## BRIEF 1
In the post on spirituality and sexuality, do these statements agree with the text? (a) "Rob" is Catholic. (b) "Jane" is open to the idea that ghosts exist. (c) The story sent to "Rob" was a Stephen King audio recording. Answer yes or no for each, quoting the deciding words.
## BRIEF 2
Write out word for word the part of the post on spirituality and sexuality starting with "Spirituality and Sexuality." and going on through "religion is correct.".

## PAGE EXTRACT
• • • • •

Spirituality and Sexuality. by Lynchenberg

I was having a discussion with one of my closest real-life friends about human sexuality. We were talking about another close real-life friend of mine. (Let us call him "Rob" and call her "Jane.") Now, both "Rob" and I are Christians, (“Rob” is Protestant and I am Catholic, not that it really matters.) Meanwhile, "Jane" identifies as atheist although she comes across more agnostic. She is open to the idea of a God existing, as well as ghosts, and all kinds of other supernatural phenomena, but isn't completely sure. To her, that's atheism. Meanwhile, for "Jane" agnosticism would entail that you believe in God and spiritual phenomena, you just do not know which religion is correct.

In any case, we were discussing how I sent "Rob" a story to listen to; a Stephen King audio recording entitled "The Raft." It seems "Rob" found himself disturbed by the sexual content in the story, which to me was not that out there. In one scene, a character observes a woman's form as she sleeps, and feels aroused, before a creature attacks her. It is a clever horror device, common in Giallo, where the audience is first enticed with the promise of eroticism, and then abruptly is faced with the horrific. "Rob" reacted as if the passage was pornographic and weird in a fetishist sense, while to “Jane” and I, it was simply a male feeling attraction towards a female. “Jane” suggested to me that this is probably because “Rob” is a Christian, and they tend to be very non-sexual and disturbed by any mention of sexual matters. “What about me?” I asked. She replied that I am very much the same way, even though I mix sexual imagery into my artwork, and I've shown her it. Despite this, she still seems to think of me as very non-sexual. At first, I thought she was making a stereotype about Christians, but regardless, it set me to thinking. The more I thought about my time online, the more I noticed that porn/fetish artists are predominantly atheists/materialists. Perhaps the stereotype is true. Are religious or spiritual people are less sexual? Perhaps this is because we are more concerned with matters of the spirit than matters of the flesh? Perhaps it is because we don't engaged in sexuality except under certain conditions such as marriage so it doesn't have as much of a chance to develop?

• • • • •

## GIVEN INFORMATION
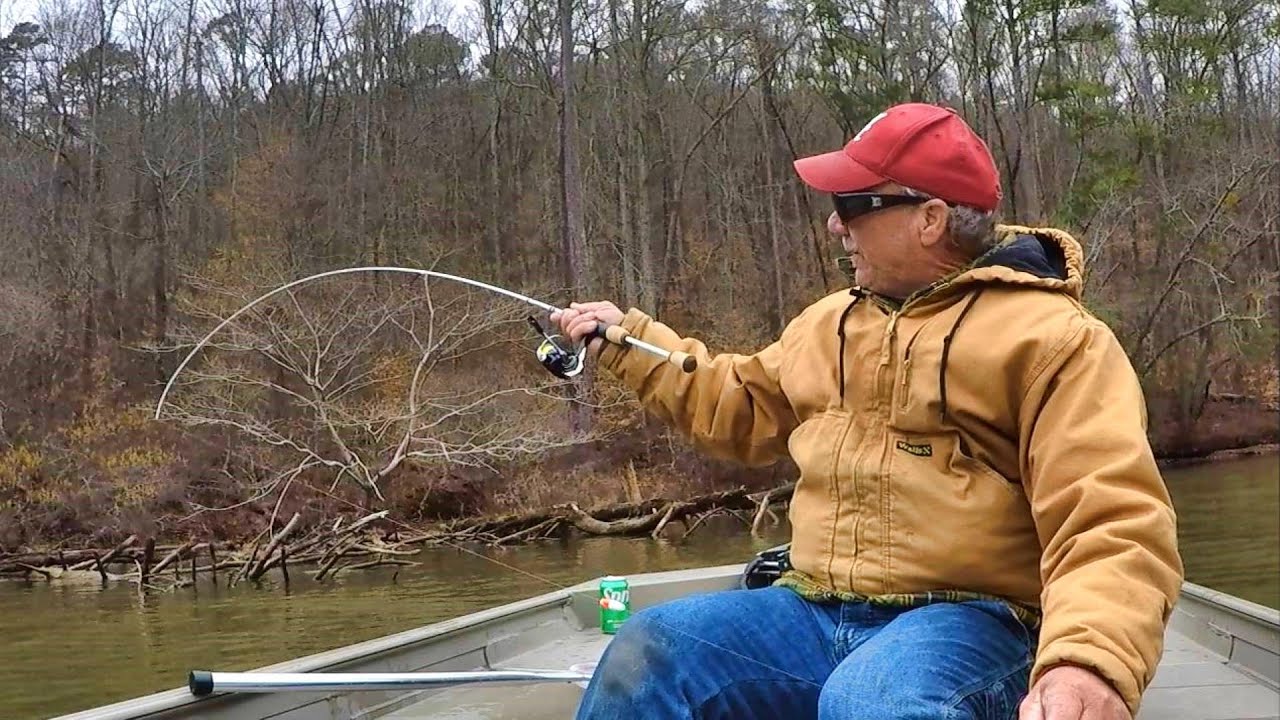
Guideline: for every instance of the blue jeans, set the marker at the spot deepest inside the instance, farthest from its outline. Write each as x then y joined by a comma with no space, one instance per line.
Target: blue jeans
771,654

• • • • •

## SOLUTION 1
(a) No: "“Rob” is Protestant and I am Catholic"
(b) Yes: "She is open to the idea of a God existing, as well as ghosts"
(c) Yes: "a Stephen King audio recording entitled "The Raft.""

## SOLUTION 2
Spirituality and Sexuality. by Lynchenberg

I was having a discussion with one of my closest real-life friends about human sexuality. We were talking about another close real-life friend of mine. (Let us call him "Rob" and call her "Jane.") Now, both "Rob" and I are Christians, (“Rob” is Protestant and I am Catholic, not that it really matters.) Meanwhile, "Jane" identifies as atheist although she comes across more agnostic. She is open to the idea of a God existing, as well as ghosts, and all kinds of other supernatural phenomena, but isn't completely sure. To her, that's atheism. Meanwhile, for "Jane" agnosticism would entail that you believe in God and spiritual phenomena, you just do not know which religion is correct.